--- Source passage Enclosed Below ---

In terms of nostalgia and winning, music legend Elton John isn’t a name you’d naturally associate with the Emmys. But the 76-year-old took home the award for Outstanding Variety Special (Live) for Elton John Live: Farewell From Dodgers Stadium – completing a triumphant career arc both with the callback to his iconic 1975 Dodger Stadium concerts, and the fact that the win made him only the 19th competitive EGOT winner in history.

(For those who don’t know, the EGOT stands for Emmy, Grammy, Oscar and Tony; other EGOT winners include Mel Brooks, Rita Moreno, Andrew Lloyd Webber and Whoopi Goldberg. Non-competitive EGOT winners – those who achieved one or more of the four awards as an honorary or special award, such as an honorary Oscar – include Barbra Streisand, Harry Belafonte and Liza Minnelli.)     

John wasn’t in attendance (he recently underwent knee surgery) but his win capped an evening that featured tributes to television classics – including recreations of the physical sets of some – from All in the Family (which reunited Rob Reiner and Sally Struthers) to the casts of Martin, Cheers, Ally McBeal, The Sopranos and more. Natasha Lyonne and Tracee Ellis Ross re-enacted the classic chocolate conveyor belt scene in an I Love Lucy tribute, and Arsenio Hall returned to wax nostalgic about growing up idolizing Johnny Carson. 

Niecy Nash-Betts, meanwhile, had what might have been the best acceptance speech of the night. The 53-year-old won for Outstanding Supporting Actress in a Limited or Anthology Series or Movie for playing serial killer Jeffrey Dahmer’s neighbour Glenda Cleveland, who repeatedly reported strange behaviour from the killer’s home to the police but was ignored, in Dahmer – Monster: The Jeffrey Dahmer Story.

“I accept this award on behalf of every Black and brown woman who has gone unheard yet over-policed, like Glenda Cleveland. Like Sandra Bland. Like Breonna Taylor. As an artist, my job is to speak truth to power, and baby, Imma do it til the day I die,” she declared on stage. She also gave thanks to various people involved in the series before offering a little self-love that set an example for everyone to learn from.

“And you know who I wanna thank? I wanna thank me. For believing in me, and doing what they said I could not do. And I wanna say to myself in front of all you beautiful people: go on, girl, with your bad self. You did that.”

--- End of Enclosed Source passage ---

Work request 1 –
State whether each statement agrees with the Emmys article, answering yes or no and quoting the deciding words: (a) Elton John attended the ceremony in person. (b) Niecy Nash-Betts is 53 years old. (c) Harry Belafonte is a competitive EGOT winner.
Work request 2 –
Output the part of the Emmys article that opens with the words containing "(For those who" and closes with "and Liza Minnelli.)".
Work request 3 –
List every person the Emmys article identifies as a competitive EGOT winner.
Work from the Emmys article alone.

--- Extracted information Enclosed Below ---

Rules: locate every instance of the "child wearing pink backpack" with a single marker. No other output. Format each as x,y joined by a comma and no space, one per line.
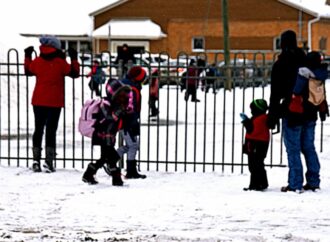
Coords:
106,125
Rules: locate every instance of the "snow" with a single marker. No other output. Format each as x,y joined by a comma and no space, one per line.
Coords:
163,207
167,206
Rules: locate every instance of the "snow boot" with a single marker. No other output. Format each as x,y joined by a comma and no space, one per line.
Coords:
89,174
116,176
132,172
50,156
36,151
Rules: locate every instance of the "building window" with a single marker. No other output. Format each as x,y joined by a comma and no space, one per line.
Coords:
277,43
198,44
85,46
323,43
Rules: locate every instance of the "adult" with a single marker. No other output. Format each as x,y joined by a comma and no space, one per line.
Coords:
50,69
298,130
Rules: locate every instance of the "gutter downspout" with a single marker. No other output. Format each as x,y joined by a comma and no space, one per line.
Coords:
310,22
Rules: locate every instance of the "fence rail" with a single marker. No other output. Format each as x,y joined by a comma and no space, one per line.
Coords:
184,136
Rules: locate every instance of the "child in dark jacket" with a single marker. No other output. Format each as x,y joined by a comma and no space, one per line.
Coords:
107,125
256,144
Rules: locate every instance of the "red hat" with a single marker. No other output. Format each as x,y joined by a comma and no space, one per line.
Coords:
137,74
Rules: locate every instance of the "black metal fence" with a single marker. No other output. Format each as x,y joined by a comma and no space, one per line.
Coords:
184,136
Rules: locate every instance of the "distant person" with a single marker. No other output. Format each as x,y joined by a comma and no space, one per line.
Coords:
256,144
125,59
192,80
154,94
98,78
50,68
283,78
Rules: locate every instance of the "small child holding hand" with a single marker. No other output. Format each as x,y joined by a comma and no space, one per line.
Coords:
256,144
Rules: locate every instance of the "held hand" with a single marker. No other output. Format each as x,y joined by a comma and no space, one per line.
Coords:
28,51
243,116
73,53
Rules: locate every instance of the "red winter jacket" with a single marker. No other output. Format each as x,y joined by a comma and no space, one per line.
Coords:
50,69
260,129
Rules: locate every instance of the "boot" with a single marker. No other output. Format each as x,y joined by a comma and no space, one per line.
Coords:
132,172
36,151
116,177
89,174
50,156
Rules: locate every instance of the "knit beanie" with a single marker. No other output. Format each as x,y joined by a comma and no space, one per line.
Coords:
313,60
137,74
288,40
50,40
114,87
259,105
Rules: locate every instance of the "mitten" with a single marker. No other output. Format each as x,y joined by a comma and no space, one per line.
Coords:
73,53
272,122
28,51
243,116
323,110
296,104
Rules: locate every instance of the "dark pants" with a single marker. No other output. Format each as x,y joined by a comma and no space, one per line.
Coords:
109,156
300,140
191,90
153,108
45,117
257,151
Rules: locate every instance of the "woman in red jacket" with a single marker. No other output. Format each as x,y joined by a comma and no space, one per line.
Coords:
50,69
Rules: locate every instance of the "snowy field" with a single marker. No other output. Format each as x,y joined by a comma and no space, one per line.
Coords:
163,207
167,206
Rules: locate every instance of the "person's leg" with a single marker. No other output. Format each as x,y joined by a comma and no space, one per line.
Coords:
53,116
40,118
292,141
311,158
133,143
261,174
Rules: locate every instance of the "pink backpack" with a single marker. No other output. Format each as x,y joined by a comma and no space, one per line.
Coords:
87,119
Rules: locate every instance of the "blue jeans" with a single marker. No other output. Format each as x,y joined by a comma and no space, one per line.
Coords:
300,139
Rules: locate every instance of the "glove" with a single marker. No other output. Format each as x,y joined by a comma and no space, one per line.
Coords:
323,110
28,51
73,53
273,122
243,116
296,104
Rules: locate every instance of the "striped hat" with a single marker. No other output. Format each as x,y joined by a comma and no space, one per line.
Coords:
137,74
114,87
259,104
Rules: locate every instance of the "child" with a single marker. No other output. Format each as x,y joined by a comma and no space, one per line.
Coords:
256,144
97,76
106,127
131,123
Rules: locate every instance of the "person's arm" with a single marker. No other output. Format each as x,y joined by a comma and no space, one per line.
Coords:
74,66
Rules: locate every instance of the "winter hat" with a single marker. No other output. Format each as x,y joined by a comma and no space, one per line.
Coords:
137,74
313,60
259,105
114,87
50,40
288,40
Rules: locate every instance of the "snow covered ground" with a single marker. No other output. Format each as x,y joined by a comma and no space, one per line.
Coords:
163,207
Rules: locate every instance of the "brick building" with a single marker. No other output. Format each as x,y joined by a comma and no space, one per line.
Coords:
196,26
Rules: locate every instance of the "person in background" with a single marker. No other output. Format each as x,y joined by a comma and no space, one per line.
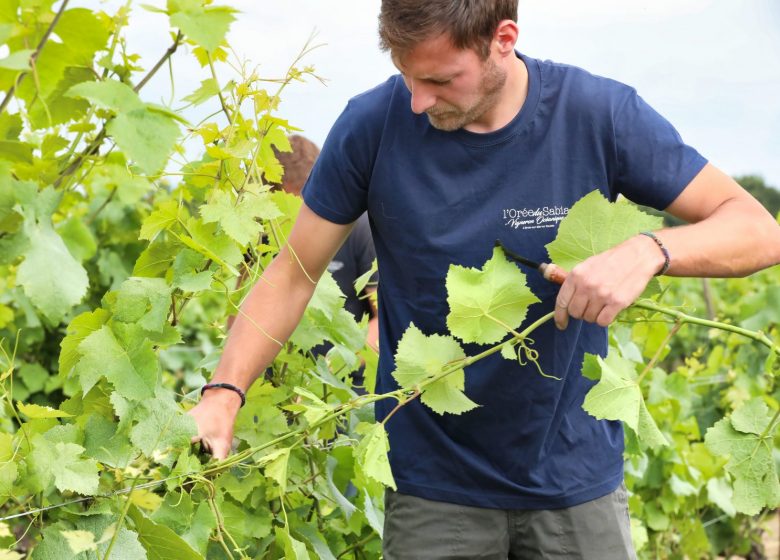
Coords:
352,260
437,154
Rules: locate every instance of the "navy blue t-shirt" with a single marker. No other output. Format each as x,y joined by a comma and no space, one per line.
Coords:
435,198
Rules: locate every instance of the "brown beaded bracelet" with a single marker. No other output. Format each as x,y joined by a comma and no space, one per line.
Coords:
664,250
229,386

--- End of Enclosed Extracted information ---

Answer 1 –
(a) No: "John wasn’t in attendance"
(b) Yes: "The 53-year-old won for Outstanding Supporting Actress in a Limited or Anthology Series or Movie"
(c) No: "Non-competitive EGOT winners – those who achieved one or more of the four awards as an honorary or special award, such as an honorary Oscar – include Barbra Streisand, Harry Belafonte and Liza Minnelli."

Answer 2 –
(For those who don’t know, the EGOT stands for Emmy, Grammy, Oscar and Tony; other EGOT winners include Mel Brooks, Rita Moreno, Andrew Lloyd Webber and Whoopi Goldberg. Non-competitive EGOT winners – those who achieved one or more of the four awards as an honorary or special award, such as an honorary Oscar – include Barbra Streisand, Harry Belafonte and Liza Minnelli.)

Answer 3 –
Elton John
Mel Brooks
Rita Moreno
Andrew Lloyd Webber
Whoopi Goldberg